= EXCERPT TO READ =
Light and electricity continued to be main subjects and natural materials, such as sand and water, were included in his installations, resulting in an interaction of the different elements to create a sensation of light, space, movement, and time. Uecker's oeuvre included painting, object art, installations as well as stage designs and films. His origins explained his interest in the eastern European avant-garde of the 1920s and 1930s, but he was likewise interested in Asian cultures and their ideas.

In 1974, Uecker began teaching at the Kunstakademie Düsseldorf and was promoted to professor in 1976. He became professor at the Academy, alongside Joseph Beuys and Klaus Rinke. He taught there until 1995. Halina Jaworski was his first master student (Meisterschülerin).

Uecker's artistic creativity reached a climax in 2000 in the prayer room he designed for the rebuilt Reichstag building in Berlin.

With Otto Piene, Heinz Mack, and Mattijs Visser, he founded in 2008 the international ZERO foundation. The foundation has the complete ZERO archives from three Düsseldorfer artists as well as documents and photos from other related artists.

Uecker was active through his last years; Glenn Adamson of Frieze reported that, even when Uecker was 90 years old, he was still working seven days a week, six hours a day, in the Düsseldorf studio he had held since 1987. The blue stained glass windows in Schwerin Cathedral were among one of his last works. In December 2024, the windows were inaugurated.

==Death==
Uecker died at the University Hospital of Düsseldorf on 10 June 2025, at the age of 95.

==Exhibitions==
In addition to numerous Gruppo Zero exhibitions, Uecker participated in many other exhibitions, including documenta 4 in Kassel, Germany (1968), the 35th Venice Biennale (1970), and numerous solo shows, including one at the Kunsthalle Düsseldorf (1983), a retrospective at the Kunsthalle der Hypo-Kulturstiftung, Munich (1990), and another solo show at the Ulmer Museum, Ulm, Germany (2010). He had his first solo exhibition in the United States at the Howard Wise Gallery on West 57th Street, showing important work such as the kinetic New York Dancer I (1966). He designed the scenery for Richard Wagner's Lohengrin at Bayreuth (1979–82).

= THE DATA =
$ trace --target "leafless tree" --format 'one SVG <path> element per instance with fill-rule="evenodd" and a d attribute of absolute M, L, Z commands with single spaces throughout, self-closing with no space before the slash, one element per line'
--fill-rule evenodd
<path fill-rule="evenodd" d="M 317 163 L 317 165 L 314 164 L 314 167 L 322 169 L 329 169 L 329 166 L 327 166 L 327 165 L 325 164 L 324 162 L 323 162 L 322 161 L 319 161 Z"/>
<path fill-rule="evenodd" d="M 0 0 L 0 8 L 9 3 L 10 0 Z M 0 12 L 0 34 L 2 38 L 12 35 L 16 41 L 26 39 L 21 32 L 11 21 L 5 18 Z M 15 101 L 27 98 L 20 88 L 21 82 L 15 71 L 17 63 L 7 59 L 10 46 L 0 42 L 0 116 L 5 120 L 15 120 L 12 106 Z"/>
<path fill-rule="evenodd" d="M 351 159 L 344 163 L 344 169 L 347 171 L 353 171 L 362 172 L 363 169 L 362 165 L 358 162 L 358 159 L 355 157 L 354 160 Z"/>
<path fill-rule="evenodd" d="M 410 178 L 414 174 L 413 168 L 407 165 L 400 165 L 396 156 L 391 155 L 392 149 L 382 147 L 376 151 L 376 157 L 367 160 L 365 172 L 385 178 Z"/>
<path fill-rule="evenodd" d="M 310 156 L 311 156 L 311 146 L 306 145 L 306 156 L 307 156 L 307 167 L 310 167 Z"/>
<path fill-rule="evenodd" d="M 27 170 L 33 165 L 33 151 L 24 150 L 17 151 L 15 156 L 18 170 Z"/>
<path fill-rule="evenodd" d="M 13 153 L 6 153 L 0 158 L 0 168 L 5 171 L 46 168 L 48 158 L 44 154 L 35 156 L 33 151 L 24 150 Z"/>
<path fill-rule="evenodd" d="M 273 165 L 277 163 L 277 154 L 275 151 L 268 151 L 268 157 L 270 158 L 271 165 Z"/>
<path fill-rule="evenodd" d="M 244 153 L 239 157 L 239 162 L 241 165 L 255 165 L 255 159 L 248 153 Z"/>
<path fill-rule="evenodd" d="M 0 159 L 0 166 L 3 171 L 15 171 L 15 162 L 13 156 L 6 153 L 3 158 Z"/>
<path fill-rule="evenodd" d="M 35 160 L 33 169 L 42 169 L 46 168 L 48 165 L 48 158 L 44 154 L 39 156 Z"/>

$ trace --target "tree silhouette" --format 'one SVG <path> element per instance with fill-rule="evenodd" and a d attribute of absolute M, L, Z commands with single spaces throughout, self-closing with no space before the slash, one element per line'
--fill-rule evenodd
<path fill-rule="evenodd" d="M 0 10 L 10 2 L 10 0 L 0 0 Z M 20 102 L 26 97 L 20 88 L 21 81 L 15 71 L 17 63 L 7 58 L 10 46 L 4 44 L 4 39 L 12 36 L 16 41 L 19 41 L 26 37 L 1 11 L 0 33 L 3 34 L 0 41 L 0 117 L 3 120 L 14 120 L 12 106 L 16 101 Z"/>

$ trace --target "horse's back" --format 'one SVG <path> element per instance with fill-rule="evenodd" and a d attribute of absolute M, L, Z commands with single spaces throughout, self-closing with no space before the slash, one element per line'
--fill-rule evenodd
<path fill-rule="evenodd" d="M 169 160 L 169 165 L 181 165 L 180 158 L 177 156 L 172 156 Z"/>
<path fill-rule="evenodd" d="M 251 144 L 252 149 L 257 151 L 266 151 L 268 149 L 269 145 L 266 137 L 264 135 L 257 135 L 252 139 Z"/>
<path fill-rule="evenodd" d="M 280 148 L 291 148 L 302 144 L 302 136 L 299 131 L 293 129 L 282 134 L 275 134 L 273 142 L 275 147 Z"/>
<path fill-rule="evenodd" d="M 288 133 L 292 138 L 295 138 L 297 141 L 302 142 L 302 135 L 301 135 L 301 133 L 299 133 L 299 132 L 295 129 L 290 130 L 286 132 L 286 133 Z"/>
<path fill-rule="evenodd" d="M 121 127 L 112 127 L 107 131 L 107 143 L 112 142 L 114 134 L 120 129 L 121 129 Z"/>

= TASK INSTRUCTIONS =
1. According to the Uecker biography, in what year was he promoted to professor at the Kunstakademie Düsseldorf?
2. Reproduce the Uecker biography from "Uecker was active" to "windows were inaugurated.".
3. Pick up the Uecker biography after its last sentence and write the next portion.

= ANSWERS TO THE PROBLEMS =
1. 1976

2.
Uecker was active through his last years; Glenn Adamson of Frieze reported that, even when Uecker was 90 years old, he was still working seven days a week, six hours a day, in the Düsseldorf studio he had held since 1987. The blue stained glass windows in Schwerin Cathedral were among one of his last works. In December 2024, the windows were inaugurated.

3.
His first solo show since 1968 took place in early 2021 at the Lévy Gorvy gallery in Paris, called Lichtbogen, where he presented a new set of art inspired by a visit to an island in the Strait of Hormuz.

Uecker's work can be found in the collections of major institutions worldwide, among them: the ZERO foundation and Museum Kunst Palast, Düsseldorf; Calderara Foundation Collection, Milan; Courtauld Institute of Art, (London); Honolulu Museum of Art, the Schleswig-Holstein Museums (Germany), Studio Esseci (Padua, Italy), Stedelijk Museum, Amsterdam, Van Abbemuseum (Eindhoven, Netherlands), Von der Heydt-Museum (Wuppertal, Germany); Museum of Modern Art, New York; Art Institute of Chicago, Chicago; Museum of Contemporary Art, Los Angeles; Centre Pompidou, Paris; Peggy Guggenheim Collection, Venice the Ulster Museum, Belfast; and the Walker Art Center, Minnesota.

==Art market==
At Art Basel in 2014, art dealer Dominique Lévy sold a Uecker's suite of eight white paintings for more than 5 million euros. In a Christie's Post-War Auction, Uecker's Spirale 1/ Spirale 2, sold for an artist record of £2,629,000 ($3.2 million dollars), on 7 March 2017.

==Awards==
- 1983 Goslarer Kaiserring
- 2000 Pour le Mérite
- 2001 Knight Commander's Cross of the Order of Merit of the Federal Republic of Germany

==Film==
- 0 x 0 = Kunst: Maler ohne Farbe und Pinsel, Hessischer Rundfunk (HR), West Germany 1962
- Wie ein Bauer auf dem Feld – Günther Uecker, West Germany 1989 documentary film
- Günther Uecker – Poesie der Destruktion, Germany 2004 TV documentary film
- Günther Uecker – Huldigung an Hafez
- Never Look Away—Uecker is depicted sympathetically during his early Kunstakademie Düsseldorf years in this 2018 German film based loosely on the life of artist Gerhard Richter.